_REQUEST:_
Find the lines below that contain the word "every", and copy each of them out in full.

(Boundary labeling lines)
------------------------------------------------------------
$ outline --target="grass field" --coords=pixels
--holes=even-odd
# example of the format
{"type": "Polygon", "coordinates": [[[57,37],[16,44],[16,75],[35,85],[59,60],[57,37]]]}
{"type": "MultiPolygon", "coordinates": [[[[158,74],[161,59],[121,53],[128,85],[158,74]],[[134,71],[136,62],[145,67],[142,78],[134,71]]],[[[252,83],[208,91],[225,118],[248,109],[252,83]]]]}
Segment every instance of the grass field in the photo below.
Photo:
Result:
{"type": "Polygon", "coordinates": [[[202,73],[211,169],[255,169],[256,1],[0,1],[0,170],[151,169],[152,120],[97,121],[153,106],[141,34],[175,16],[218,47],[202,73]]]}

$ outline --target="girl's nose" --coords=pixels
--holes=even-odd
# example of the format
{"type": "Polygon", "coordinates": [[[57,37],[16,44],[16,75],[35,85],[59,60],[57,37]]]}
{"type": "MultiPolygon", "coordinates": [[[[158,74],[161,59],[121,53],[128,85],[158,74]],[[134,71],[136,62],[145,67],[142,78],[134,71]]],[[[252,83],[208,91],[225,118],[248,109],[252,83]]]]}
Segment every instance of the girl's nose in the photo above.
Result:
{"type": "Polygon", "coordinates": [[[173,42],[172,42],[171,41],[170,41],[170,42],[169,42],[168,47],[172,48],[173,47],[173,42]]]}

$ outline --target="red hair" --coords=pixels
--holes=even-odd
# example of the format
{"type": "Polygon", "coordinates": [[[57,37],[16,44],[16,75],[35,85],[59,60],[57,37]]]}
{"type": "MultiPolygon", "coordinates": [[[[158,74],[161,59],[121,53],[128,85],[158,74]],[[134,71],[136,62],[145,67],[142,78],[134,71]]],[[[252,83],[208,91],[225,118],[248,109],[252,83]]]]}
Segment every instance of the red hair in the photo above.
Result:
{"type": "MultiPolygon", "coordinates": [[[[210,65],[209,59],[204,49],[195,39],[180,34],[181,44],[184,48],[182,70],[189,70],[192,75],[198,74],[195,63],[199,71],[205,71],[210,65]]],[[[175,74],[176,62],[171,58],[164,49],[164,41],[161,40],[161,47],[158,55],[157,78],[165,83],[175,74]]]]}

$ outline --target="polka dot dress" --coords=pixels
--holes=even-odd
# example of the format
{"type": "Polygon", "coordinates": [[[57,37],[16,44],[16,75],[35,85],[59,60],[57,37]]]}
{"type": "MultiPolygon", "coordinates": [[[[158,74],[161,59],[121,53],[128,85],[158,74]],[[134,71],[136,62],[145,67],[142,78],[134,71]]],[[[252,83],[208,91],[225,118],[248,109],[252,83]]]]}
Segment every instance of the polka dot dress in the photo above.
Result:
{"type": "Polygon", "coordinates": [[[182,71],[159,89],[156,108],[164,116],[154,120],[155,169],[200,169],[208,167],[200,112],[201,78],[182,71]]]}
------------------------------------------------------------
_ANSWER TO THIS TASK:_
Segment every instance of the grass field in the photo below.
Segment every instance of the girl's nose in the photo above.
Segment every instance of the red hair in the photo above.
Segment every instance of the polka dot dress in the photo above.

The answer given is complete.